**EXERCISE PASSAGE:**
= Michael Kieran Harvey =

Australian pianist and composer (born 1961)

Michael Kieran Harvey (born 7 July 1961) is an Australian pianist and composer whose career has been notable for its diversity and wide repertoire. He is renowned for commissioning, performing and composing new music. He has especially promoted the works of Australian composers and is also particularly associated with the piano music of Olivier Messiaen.

According to critic Clive O'Connell in The Age: "Few Australian pianists can touch Michael Kieran Harvey, one of the most exciting exponents of contemporary music in the country". After Harvey's US debut at Pasadena's Ambassador Centre in 1994 critic Alan Rich wrote: "In intermission conversation at Michael Kieran Harvey's U.S. debut recital the name of Glenn Gould was often heard, and with reason. Not since the heyday of the late flamboyant Canadian had a pianist come forward with such extraordinary technique combined with so vibrant a gift for stirring up controversy. Like him or not -- both factions were represented -- it had to be one of the most stimulating debut recitals within anyone's memory…This was one hell of an interesting concert".

**QUESTIONS:**
**A.** Answer these questions from the Harvey passage:
(i) On what date was Harvey born?
(ii) Whose piano music is he particularly associated with?
(iii) Where and in what year did he make his US debut?
**B.** Reproduce everything in the Harvey passage from "Michael Kieran Harvey (born" down to "of Olivier Messiaen.".
The listing after this has no connection to the Harvey passage.

**Point localization data:**
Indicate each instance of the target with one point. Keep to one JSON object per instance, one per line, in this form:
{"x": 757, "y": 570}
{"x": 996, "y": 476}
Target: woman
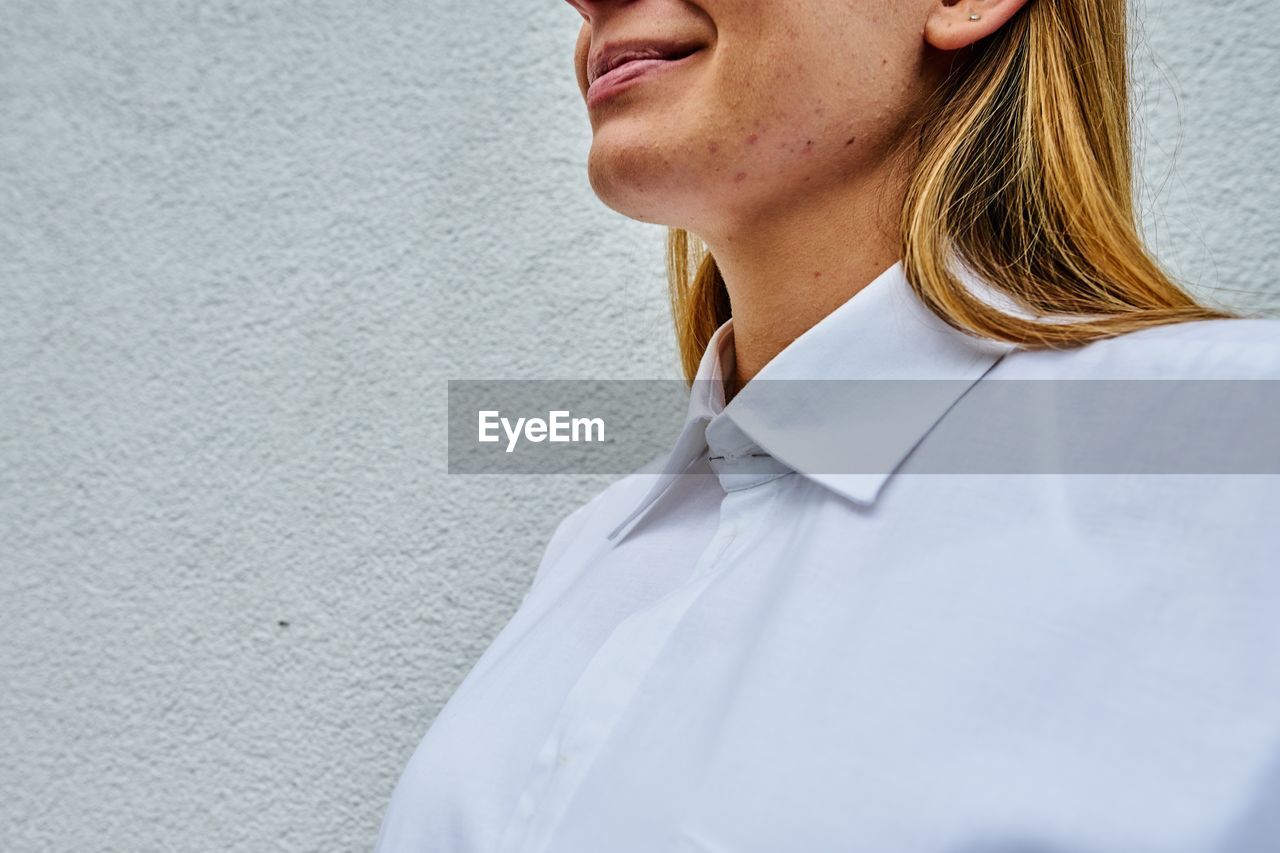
{"x": 805, "y": 655}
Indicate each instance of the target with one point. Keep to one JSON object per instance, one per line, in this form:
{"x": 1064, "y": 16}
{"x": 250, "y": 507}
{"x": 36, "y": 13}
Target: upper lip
{"x": 613, "y": 54}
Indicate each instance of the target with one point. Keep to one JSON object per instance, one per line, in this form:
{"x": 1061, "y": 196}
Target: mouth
{"x": 620, "y": 63}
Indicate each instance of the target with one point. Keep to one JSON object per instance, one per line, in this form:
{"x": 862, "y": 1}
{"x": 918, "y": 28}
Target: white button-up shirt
{"x": 748, "y": 652}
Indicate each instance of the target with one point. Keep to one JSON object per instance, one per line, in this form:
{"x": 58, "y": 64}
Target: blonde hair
{"x": 1024, "y": 172}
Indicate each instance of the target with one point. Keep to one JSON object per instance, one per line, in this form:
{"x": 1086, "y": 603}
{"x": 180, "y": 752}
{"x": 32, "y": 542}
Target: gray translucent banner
{"x": 871, "y": 427}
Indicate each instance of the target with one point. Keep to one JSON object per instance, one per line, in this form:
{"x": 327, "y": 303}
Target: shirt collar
{"x": 882, "y": 332}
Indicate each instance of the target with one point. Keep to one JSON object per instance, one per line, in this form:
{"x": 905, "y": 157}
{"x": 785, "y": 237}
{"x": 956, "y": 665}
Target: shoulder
{"x": 1225, "y": 349}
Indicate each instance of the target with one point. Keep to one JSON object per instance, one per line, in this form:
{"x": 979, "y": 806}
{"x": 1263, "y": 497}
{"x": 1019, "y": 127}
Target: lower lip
{"x": 626, "y": 76}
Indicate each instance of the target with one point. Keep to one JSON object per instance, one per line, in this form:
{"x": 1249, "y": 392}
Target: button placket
{"x": 612, "y": 676}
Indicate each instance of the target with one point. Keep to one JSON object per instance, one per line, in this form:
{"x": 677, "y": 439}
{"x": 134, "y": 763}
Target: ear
{"x": 958, "y": 23}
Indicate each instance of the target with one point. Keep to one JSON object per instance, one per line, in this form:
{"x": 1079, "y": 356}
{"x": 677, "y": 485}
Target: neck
{"x": 794, "y": 264}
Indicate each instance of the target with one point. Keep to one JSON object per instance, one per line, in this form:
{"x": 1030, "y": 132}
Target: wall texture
{"x": 242, "y": 247}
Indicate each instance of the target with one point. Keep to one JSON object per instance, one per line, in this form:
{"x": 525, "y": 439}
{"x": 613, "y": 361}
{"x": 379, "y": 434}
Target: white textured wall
{"x": 242, "y": 247}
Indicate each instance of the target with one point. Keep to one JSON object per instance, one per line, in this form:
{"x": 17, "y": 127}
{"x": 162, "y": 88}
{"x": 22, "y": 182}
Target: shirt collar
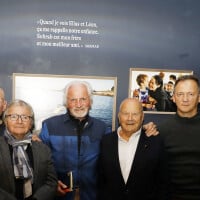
{"x": 134, "y": 135}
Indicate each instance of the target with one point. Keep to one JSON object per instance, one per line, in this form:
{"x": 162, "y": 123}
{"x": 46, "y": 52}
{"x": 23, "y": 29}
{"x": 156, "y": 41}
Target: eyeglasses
{"x": 80, "y": 100}
{"x": 15, "y": 117}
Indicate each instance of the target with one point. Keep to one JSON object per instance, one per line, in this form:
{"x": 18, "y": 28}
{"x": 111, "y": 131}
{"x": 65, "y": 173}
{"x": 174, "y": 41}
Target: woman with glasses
{"x": 26, "y": 168}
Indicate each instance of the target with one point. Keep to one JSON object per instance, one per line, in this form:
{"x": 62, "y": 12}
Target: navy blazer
{"x": 45, "y": 180}
{"x": 148, "y": 176}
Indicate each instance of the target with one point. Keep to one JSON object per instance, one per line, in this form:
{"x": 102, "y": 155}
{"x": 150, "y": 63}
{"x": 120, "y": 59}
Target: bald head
{"x": 132, "y": 101}
{"x": 130, "y": 116}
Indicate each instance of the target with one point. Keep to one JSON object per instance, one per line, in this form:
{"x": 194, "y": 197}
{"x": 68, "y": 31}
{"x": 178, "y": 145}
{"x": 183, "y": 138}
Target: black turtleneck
{"x": 182, "y": 141}
{"x": 80, "y": 125}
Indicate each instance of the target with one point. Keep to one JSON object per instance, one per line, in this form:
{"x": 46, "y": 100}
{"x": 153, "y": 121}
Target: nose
{"x": 79, "y": 103}
{"x": 19, "y": 119}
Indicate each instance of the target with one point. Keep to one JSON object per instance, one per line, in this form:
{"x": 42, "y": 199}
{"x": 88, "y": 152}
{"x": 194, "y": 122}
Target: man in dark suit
{"x": 3, "y": 104}
{"x": 132, "y": 165}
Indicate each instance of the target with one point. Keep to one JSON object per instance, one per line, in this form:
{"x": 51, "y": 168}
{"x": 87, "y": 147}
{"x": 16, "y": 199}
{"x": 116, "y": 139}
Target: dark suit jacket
{"x": 45, "y": 180}
{"x": 148, "y": 176}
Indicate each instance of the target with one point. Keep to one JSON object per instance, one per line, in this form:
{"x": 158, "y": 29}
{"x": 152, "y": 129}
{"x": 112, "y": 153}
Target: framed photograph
{"x": 45, "y": 93}
{"x": 154, "y": 88}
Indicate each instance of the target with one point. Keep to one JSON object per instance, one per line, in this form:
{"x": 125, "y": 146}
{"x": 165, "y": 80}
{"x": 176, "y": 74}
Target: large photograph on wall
{"x": 154, "y": 88}
{"x": 45, "y": 94}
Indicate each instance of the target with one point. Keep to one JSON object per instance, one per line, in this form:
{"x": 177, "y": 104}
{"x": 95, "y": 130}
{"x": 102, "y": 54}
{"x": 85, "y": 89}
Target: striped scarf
{"x": 21, "y": 163}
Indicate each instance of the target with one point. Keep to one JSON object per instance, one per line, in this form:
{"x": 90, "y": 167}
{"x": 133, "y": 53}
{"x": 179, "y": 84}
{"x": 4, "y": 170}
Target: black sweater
{"x": 182, "y": 142}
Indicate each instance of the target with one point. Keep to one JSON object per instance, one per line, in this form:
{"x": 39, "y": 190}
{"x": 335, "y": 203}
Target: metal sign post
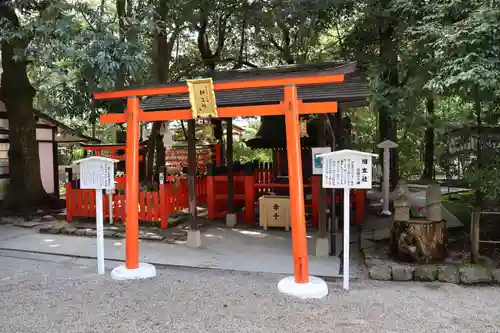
{"x": 386, "y": 145}
{"x": 98, "y": 173}
{"x": 347, "y": 169}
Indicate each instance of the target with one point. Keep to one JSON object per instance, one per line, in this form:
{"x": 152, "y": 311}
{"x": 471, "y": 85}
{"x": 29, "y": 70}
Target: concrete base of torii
{"x": 144, "y": 271}
{"x": 315, "y": 288}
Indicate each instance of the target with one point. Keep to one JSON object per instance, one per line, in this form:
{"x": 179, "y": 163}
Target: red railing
{"x": 248, "y": 188}
{"x": 154, "y": 206}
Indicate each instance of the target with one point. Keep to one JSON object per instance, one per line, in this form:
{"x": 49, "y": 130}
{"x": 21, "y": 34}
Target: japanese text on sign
{"x": 347, "y": 170}
{"x": 202, "y": 98}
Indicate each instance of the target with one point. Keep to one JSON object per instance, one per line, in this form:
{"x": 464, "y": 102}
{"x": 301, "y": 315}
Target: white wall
{"x": 46, "y": 156}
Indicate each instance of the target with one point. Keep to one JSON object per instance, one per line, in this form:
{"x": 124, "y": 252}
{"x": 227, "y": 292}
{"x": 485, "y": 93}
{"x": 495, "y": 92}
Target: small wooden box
{"x": 274, "y": 211}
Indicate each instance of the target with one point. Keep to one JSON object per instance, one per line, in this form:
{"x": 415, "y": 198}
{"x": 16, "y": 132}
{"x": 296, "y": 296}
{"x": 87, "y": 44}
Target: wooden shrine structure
{"x": 290, "y": 92}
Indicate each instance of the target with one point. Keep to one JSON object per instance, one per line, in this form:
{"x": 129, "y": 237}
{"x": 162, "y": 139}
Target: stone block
{"x": 474, "y": 274}
{"x": 381, "y": 234}
{"x": 109, "y": 233}
{"x": 496, "y": 275}
{"x": 381, "y": 273}
{"x": 370, "y": 262}
{"x": 194, "y": 238}
{"x": 91, "y": 232}
{"x": 151, "y": 236}
{"x": 402, "y": 272}
{"x": 231, "y": 220}
{"x": 426, "y": 273}
{"x": 27, "y": 224}
{"x": 80, "y": 232}
{"x": 45, "y": 229}
{"x": 449, "y": 274}
{"x": 375, "y": 253}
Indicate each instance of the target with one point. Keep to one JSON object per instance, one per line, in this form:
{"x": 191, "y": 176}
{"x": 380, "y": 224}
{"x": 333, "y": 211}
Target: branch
{"x": 88, "y": 22}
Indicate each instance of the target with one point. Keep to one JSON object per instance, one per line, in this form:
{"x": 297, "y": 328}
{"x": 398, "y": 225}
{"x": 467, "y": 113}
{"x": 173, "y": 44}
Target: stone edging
{"x": 91, "y": 232}
{"x": 384, "y": 269}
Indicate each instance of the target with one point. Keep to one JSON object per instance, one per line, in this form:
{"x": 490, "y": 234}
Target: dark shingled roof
{"x": 353, "y": 91}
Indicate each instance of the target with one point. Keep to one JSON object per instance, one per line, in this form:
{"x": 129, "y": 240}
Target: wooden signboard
{"x": 202, "y": 98}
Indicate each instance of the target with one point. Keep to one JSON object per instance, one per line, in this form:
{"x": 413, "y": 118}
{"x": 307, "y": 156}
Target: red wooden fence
{"x": 154, "y": 206}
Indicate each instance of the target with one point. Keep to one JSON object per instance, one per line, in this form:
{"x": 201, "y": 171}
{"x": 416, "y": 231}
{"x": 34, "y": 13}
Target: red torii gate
{"x": 291, "y": 107}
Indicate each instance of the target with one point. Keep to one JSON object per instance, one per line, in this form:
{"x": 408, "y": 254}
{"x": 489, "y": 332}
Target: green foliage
{"x": 244, "y": 154}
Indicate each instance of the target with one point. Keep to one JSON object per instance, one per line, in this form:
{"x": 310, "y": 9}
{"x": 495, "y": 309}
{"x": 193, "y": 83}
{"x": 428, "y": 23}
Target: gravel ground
{"x": 60, "y": 294}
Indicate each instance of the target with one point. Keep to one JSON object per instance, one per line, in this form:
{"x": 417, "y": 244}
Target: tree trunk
{"x": 389, "y": 82}
{"x": 418, "y": 240}
{"x": 429, "y": 141}
{"x": 151, "y": 150}
{"x": 479, "y": 195}
{"x": 25, "y": 189}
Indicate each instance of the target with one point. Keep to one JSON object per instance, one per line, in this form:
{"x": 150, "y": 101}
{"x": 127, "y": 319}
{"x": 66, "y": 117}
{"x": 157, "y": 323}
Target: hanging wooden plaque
{"x": 202, "y": 98}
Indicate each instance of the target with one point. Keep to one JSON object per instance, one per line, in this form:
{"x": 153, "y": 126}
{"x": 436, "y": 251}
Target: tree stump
{"x": 418, "y": 240}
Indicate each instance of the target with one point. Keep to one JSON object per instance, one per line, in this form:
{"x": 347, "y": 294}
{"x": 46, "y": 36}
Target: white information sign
{"x": 97, "y": 173}
{"x": 317, "y": 160}
{"x": 347, "y": 169}
{"x": 386, "y": 146}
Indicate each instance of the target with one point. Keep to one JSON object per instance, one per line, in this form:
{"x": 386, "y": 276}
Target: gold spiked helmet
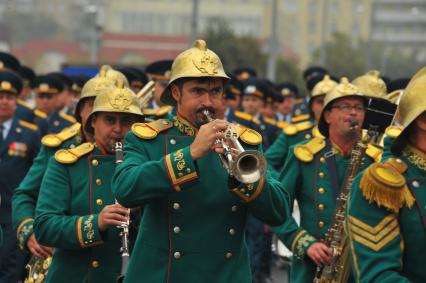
{"x": 117, "y": 99}
{"x": 195, "y": 62}
{"x": 323, "y": 87}
{"x": 411, "y": 106}
{"x": 342, "y": 90}
{"x": 96, "y": 84}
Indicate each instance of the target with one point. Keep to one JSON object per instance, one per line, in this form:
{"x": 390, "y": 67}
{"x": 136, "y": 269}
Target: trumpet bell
{"x": 249, "y": 166}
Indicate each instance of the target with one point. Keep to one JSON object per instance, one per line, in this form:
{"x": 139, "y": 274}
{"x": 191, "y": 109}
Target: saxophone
{"x": 339, "y": 269}
{"x": 124, "y": 227}
{"x": 37, "y": 269}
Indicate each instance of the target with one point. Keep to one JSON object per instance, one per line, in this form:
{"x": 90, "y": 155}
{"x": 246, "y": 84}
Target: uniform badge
{"x": 17, "y": 149}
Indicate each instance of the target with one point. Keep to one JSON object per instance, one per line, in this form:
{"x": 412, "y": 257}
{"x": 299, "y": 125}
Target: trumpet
{"x": 145, "y": 94}
{"x": 248, "y": 166}
{"x": 124, "y": 227}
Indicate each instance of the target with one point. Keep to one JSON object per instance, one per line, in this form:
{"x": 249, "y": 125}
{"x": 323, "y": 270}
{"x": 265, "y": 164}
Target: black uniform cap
{"x": 10, "y": 82}
{"x": 8, "y": 61}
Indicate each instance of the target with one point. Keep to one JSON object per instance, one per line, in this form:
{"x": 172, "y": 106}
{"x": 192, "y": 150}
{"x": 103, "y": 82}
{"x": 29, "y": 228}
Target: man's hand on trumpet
{"x": 207, "y": 137}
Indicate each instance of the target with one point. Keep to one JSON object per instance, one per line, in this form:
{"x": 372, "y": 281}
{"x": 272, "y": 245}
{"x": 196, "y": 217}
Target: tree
{"x": 240, "y": 51}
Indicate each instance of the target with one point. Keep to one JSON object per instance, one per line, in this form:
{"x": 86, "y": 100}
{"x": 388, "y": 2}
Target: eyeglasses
{"x": 347, "y": 108}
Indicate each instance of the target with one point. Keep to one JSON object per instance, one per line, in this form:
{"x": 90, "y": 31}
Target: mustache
{"x": 211, "y": 110}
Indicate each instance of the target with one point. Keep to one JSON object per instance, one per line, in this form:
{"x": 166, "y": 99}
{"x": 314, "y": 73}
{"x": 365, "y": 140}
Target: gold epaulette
{"x": 300, "y": 118}
{"x": 40, "y": 114}
{"x": 384, "y": 184}
{"x": 393, "y": 131}
{"x": 374, "y": 152}
{"x": 70, "y": 156}
{"x": 163, "y": 110}
{"x": 244, "y": 116}
{"x": 293, "y": 129}
{"x": 270, "y": 121}
{"x": 282, "y": 124}
{"x": 67, "y": 117}
{"x": 306, "y": 152}
{"x": 28, "y": 125}
{"x": 54, "y": 140}
{"x": 25, "y": 104}
{"x": 150, "y": 130}
{"x": 157, "y": 112}
{"x": 249, "y": 136}
{"x": 316, "y": 133}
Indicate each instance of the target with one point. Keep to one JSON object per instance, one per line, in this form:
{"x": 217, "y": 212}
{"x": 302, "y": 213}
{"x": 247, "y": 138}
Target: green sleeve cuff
{"x": 24, "y": 231}
{"x": 87, "y": 229}
{"x": 301, "y": 243}
{"x": 248, "y": 192}
{"x": 180, "y": 168}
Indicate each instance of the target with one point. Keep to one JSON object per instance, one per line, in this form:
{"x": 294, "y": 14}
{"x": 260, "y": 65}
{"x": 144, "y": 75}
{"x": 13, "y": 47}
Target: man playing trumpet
{"x": 194, "y": 212}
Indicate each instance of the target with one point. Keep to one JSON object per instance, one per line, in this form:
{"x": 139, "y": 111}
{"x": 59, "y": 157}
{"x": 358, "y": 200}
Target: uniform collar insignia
{"x": 184, "y": 126}
{"x": 415, "y": 156}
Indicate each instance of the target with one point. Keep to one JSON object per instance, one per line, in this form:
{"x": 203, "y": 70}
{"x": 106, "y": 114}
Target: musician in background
{"x": 194, "y": 213}
{"x": 25, "y": 196}
{"x": 75, "y": 210}
{"x": 313, "y": 175}
{"x": 386, "y": 215}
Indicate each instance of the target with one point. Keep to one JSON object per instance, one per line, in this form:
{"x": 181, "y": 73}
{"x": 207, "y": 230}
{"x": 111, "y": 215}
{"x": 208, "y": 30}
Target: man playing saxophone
{"x": 313, "y": 174}
{"x": 194, "y": 211}
{"x": 76, "y": 211}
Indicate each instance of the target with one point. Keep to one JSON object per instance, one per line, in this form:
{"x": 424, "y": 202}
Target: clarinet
{"x": 124, "y": 227}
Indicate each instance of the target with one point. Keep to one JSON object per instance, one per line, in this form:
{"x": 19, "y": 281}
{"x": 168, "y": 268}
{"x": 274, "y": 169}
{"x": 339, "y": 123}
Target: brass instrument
{"x": 37, "y": 269}
{"x": 248, "y": 166}
{"x": 124, "y": 227}
{"x": 339, "y": 269}
{"x": 146, "y": 94}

**WRITTEN ANSWERS:**
**A.**
(i) 7 July 1961
(ii) Olivier Messiaen's
(iii) At Pasadena's Ambassador Centre, in 1994

**B.**
Michael Kieran Harvey (born 7 July 1961) is an Australian pianist and composer whose career has been notable for its diversity and wide repertoire. He is renowned for commissioning, performing and composing new music. He has especially promoted the works of Australian composers and is also particularly associated with the piano music of Olivier Messiaen.